Biodiversity Papua, Sebuah Ironi


Oleh; Ricky Waromi, S.Sos*



Konservasi di Papua, bukan merupakan sebuah hal yang baru di dengar oleh orang Papua, berbagai kegiatan telah dilakukan untuk melindungi dan melestarikan alam Papua. Tetapi kenyataan menunjukan angka kerusakan lingkungan di Papua terus meningkat. Dalam pertemuan Sustanaible Forest Development yang dilaksanakan di Manila pada tanggal 27-28 Mei-1993 dikatakan bahwa Indonesia akan menghadapi krisis hutan hujan tropis dalam kurun waktu 25 tahun yang akan datang. Bilamana tidak ada kebijakan baru yang mengacu kepada pelestarian dan perlindungan terhadap 109 juta hektare hutan hujan tropis Indonesia. Maka Indonesia akan kehilangan keseluruhan hutan tropis dengan total luas 60,56 juta ha.


Dari total kerusakan yang ada, Papua merupakan wilayah yang mengalami kerusakan yang cukup memprihatinkan dengan cakupan deforestasi yang terus mengalami peningkatan dari tahun ketahun. Data Pemerintah RI menyebutkan, pada 2005-2009 luas hutan Papua berkisar 42,22 juta hektar. Tapi berselang tiga tahun kemudian (2011) mengalami degradasi hingga tersisa 30,07 juta hektar, dengan rata-rata deforestasi di Papua berkisar 143.680 hektar per tahun.


Sedangkan laju deforestasi di Provinsi Papua Barat per tahun rata-rata sebesar 293 ribu hektar atau 25 persen. Dari fakta tersebut, organisasi lingkungan internasional Greenpeace mencatat luasan hutan Papua yang hilang pada periode 2000-2009 berkisar 8,19 juta hektar atau rata-rata 910.000 hektar hutan hilang tiap tahun, terutama hutan hujan tropis Papua yang saat ini menjadi salah satu paru-paru dunia bersama hutan Amazone di Brazil dan Kongo di Afrika.

▶ Yang Diminta
a - Menurut teks tentang hutan Papua, berapa rata-rata luas hutan Papua yang hilang setiap tahun pada periode 2000-2009 menurut catatan Greenpeace?
b - Tuliskan bagian teks tentang hutan Papua yang dimulai dengan "Sedangkan laju deforestasi" dan berlanjut sampai "Kongo di Afrika.", kata demi kata tanpa perubahan.
Entri tidak ada hubungannya dengan teks di atas.

▶ Entri Terdaftar
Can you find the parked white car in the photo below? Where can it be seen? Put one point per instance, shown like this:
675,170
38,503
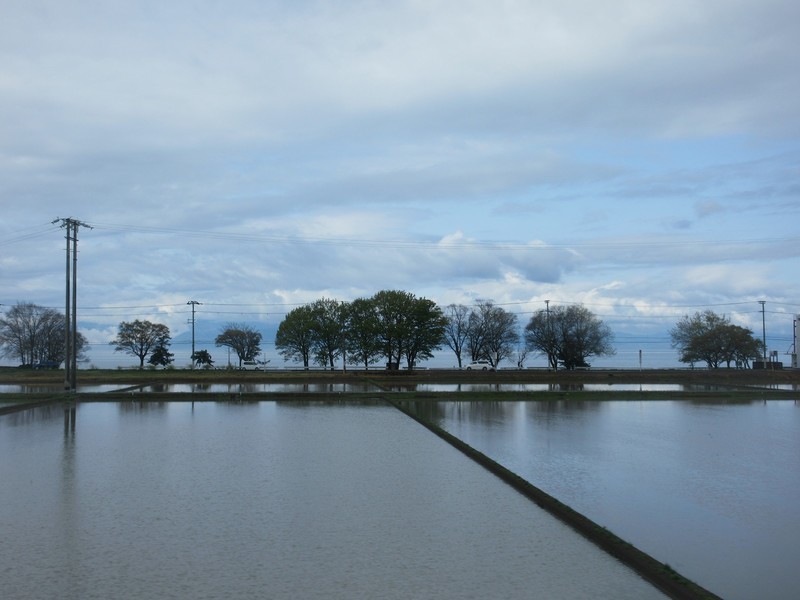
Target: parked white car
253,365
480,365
--
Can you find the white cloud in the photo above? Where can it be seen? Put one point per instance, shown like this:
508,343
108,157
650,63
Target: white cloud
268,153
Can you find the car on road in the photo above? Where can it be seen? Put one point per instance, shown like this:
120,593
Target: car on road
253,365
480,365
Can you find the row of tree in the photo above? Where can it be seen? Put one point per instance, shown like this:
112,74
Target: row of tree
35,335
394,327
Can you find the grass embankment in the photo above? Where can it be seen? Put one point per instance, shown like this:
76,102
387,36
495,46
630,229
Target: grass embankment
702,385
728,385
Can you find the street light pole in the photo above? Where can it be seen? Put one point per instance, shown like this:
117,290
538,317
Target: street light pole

▶ Hasil Berurutan
a - Sekitar 910.000 hektar per tahun.

b -
Sedangkan laju deforestasi di Provinsi Papua Barat per tahun rata-rata sebesar 293 ribu hektar atau 25 persen. Dari fakta tersebut, organisasi lingkungan internasional Greenpeace mencatat luasan hutan Papua yang hilang pada periode 2000-2009 berkisar 8,19 juta hektar atau rata-rata 910.000 hektar hutan hilang tiap tahun, terutama hutan hujan tropis Papua yang saat ini menjadi salah satu paru-paru dunia bersama hutan Amazone di Brazil dan Kongo di Afrika.